- _TASK STATEMENT_
Every line of the data is to be reproduced exactly.

[THE INPUT Boundary: Start]

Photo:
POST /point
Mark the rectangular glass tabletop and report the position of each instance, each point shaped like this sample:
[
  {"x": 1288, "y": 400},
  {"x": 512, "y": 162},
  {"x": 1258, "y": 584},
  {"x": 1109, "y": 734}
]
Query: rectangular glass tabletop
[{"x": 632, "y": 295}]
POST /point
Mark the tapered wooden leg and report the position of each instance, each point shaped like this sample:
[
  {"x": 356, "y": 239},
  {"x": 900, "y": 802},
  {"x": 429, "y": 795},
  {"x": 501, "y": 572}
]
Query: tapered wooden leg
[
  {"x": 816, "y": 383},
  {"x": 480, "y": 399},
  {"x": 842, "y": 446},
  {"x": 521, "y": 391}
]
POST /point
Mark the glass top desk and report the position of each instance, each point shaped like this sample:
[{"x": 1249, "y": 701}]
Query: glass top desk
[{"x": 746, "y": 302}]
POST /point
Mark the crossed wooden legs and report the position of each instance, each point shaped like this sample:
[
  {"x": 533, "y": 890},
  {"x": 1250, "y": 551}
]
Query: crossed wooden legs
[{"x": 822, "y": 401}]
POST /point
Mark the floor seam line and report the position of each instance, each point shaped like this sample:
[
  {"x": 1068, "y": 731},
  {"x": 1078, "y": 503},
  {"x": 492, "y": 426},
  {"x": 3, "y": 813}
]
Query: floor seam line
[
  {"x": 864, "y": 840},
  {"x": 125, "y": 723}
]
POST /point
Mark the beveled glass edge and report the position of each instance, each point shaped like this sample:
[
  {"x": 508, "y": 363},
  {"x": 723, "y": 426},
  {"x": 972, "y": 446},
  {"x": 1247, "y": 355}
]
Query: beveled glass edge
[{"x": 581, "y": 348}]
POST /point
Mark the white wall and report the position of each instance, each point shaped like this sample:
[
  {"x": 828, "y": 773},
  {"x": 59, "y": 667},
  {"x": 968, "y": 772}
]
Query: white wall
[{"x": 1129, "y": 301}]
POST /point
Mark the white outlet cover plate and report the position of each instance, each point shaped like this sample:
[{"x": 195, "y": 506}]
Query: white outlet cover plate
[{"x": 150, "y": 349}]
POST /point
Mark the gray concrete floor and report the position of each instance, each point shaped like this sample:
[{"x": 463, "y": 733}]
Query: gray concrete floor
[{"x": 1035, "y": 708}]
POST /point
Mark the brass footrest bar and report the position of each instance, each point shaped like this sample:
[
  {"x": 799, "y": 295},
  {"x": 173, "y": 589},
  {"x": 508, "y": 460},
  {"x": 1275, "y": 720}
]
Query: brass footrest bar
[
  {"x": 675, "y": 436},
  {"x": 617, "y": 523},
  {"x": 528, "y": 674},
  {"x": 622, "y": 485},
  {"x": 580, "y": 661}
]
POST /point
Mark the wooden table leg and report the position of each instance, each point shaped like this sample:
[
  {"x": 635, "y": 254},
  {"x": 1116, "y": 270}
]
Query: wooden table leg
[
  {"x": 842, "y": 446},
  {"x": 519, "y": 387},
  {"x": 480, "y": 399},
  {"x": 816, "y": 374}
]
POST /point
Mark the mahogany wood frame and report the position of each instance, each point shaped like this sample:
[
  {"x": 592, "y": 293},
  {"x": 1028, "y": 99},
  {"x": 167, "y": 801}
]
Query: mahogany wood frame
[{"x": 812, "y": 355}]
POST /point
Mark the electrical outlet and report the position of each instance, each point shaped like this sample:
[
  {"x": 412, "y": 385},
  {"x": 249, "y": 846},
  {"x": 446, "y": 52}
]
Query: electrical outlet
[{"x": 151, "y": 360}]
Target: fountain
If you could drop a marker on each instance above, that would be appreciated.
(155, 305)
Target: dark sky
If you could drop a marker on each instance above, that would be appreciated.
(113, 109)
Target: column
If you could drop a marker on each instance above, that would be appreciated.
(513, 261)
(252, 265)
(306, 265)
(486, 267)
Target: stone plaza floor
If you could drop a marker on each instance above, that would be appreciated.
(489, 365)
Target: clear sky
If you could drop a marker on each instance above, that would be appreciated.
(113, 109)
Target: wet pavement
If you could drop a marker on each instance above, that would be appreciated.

[THE INPUT Boundary: End]

- _RESPONSE AREA_
Photo:
POST /point
Mark the rectangular glass tabletop and report the position of each instance, each point shaped like this sample:
[
  {"x": 1288, "y": 400},
  {"x": 512, "y": 162},
  {"x": 1258, "y": 584},
  {"x": 1109, "y": 734}
]
Query: rectangular glass tabletop
[{"x": 632, "y": 295}]
POST /point
Mark the tapered wooden leg and report the position of each instance, each point shaped like this sample:
[
  {"x": 356, "y": 239},
  {"x": 900, "y": 802},
  {"x": 429, "y": 795},
  {"x": 501, "y": 572}
]
Query: tapered wooden leg
[
  {"x": 816, "y": 383},
  {"x": 480, "y": 399},
  {"x": 842, "y": 446},
  {"x": 521, "y": 391}
]
POST /point
Mark the glass top desk and report the position of each instance, each point shaped like this sample:
[{"x": 1249, "y": 701}]
Query: glass top desk
[{"x": 746, "y": 302}]
POST /point
Mark the crossed wooden legs and report the position of each instance, each point shaped like this sample:
[
  {"x": 533, "y": 890},
  {"x": 1250, "y": 551}
]
Query: crossed wooden legs
[{"x": 822, "y": 401}]
POST /point
Mark the floor seam line and report the position of each instance, each point shaped like this sample:
[
  {"x": 1068, "y": 731},
  {"x": 1078, "y": 503},
  {"x": 492, "y": 426},
  {"x": 3, "y": 813}
]
Query: floor seam line
[
  {"x": 864, "y": 840},
  {"x": 125, "y": 723}
]
POST /point
Mark the beveled glass edge and report the position of each instance, each point shaped like this sample:
[
  {"x": 508, "y": 363},
  {"x": 723, "y": 426},
  {"x": 972, "y": 446},
  {"x": 1247, "y": 355}
]
Query: beveled glass edge
[{"x": 581, "y": 348}]
POST /point
Mark the white wall and report the position of each instance, each point shaped like this sample:
[
  {"x": 828, "y": 773},
  {"x": 59, "y": 667},
  {"x": 968, "y": 772}
]
Query: white wall
[{"x": 1129, "y": 301}]
POST /point
Mark the white outlet cover plate and report the position of each instance, each point shaped like this sample:
[{"x": 195, "y": 506}]
Query: white outlet cover plate
[{"x": 150, "y": 349}]
POST /point
Mark the gray concrete floor and report the position of each instance, each point shaped like this sample:
[{"x": 463, "y": 733}]
Query: gray concrete floor
[{"x": 1035, "y": 708}]
POST /point
Mark the brass footrest bar and report the position of each instance, each point shaped like this sample:
[
  {"x": 799, "y": 295},
  {"x": 173, "y": 589},
  {"x": 508, "y": 460},
  {"x": 1275, "y": 720}
]
Query: brass footrest bar
[
  {"x": 675, "y": 436},
  {"x": 617, "y": 523},
  {"x": 528, "y": 674},
  {"x": 622, "y": 485},
  {"x": 580, "y": 661}
]
POST /point
Mark the wooden table leg and report the position of each instance, each point shaped like this sample:
[
  {"x": 635, "y": 254},
  {"x": 1116, "y": 270}
]
Query: wooden table leg
[
  {"x": 842, "y": 446},
  {"x": 519, "y": 387},
  {"x": 480, "y": 399},
  {"x": 816, "y": 374}
]
POST /point
Mark the mahogany wood frame and report the position of each instance, each point shaped like this sample:
[
  {"x": 592, "y": 293},
  {"x": 1028, "y": 99},
  {"x": 167, "y": 801}
]
Query: mahogany wood frame
[{"x": 812, "y": 355}]
POST /point
Mark the electrical outlet and report the position of each instance, each point shaped like this sample:
[
  {"x": 412, "y": 385},
  {"x": 249, "y": 846},
  {"x": 446, "y": 52}
]
Query: electrical outlet
[{"x": 151, "y": 360}]
Target: fountain
If you could drop a marker on each instance above, that would be appreciated.
(155, 305)
Target: dark sky
If you could drop a marker on each instance above, that would be appreciated.
(113, 109)
Target: column
If you could drop a marker on each instance above, that would be appreciated.
(513, 261)
(252, 265)
(306, 265)
(486, 267)
Target: stone plaza floor
If you could drop a marker on each instance above, that would be appreciated.
(489, 365)
Target: clear sky
If you could drop a marker on each instance above, that would be appreciated.
(113, 109)
Target: wet pavement
If you could drop a marker on each instance above, that would be appreciated.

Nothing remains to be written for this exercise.